START TASK INPUT
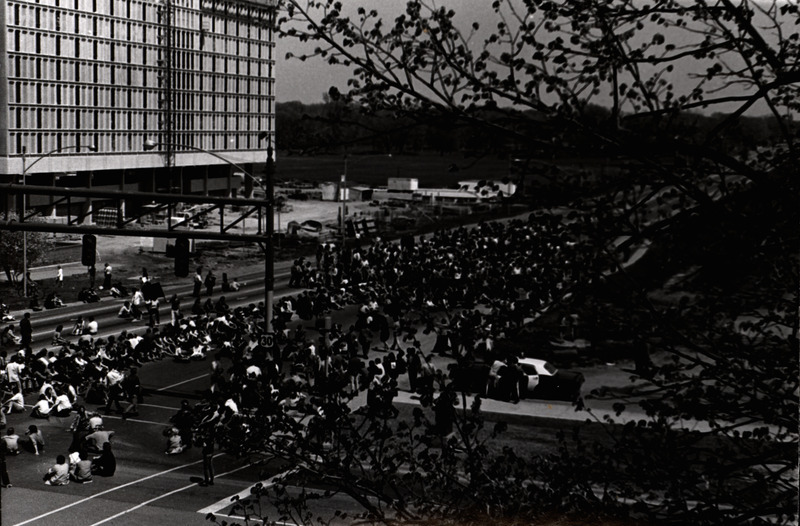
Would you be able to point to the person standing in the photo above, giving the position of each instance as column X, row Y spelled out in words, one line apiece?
column 198, row 282
column 107, row 277
column 210, row 281
column 4, row 480
column 208, row 459
column 175, row 310
column 152, row 312
column 26, row 331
END TASK INPUT
Should a picture appear among the entries above, omit it and repeat everything else exactly.

* _RESPONSE TO THE TASK_
Would you be able to point to the person standing in the photo above, giving the position of each instance as column X, row Y spelled out in words, one line apiece?
column 198, row 282
column 107, row 277
column 210, row 281
column 4, row 480
column 208, row 459
column 175, row 310
column 152, row 312
column 26, row 331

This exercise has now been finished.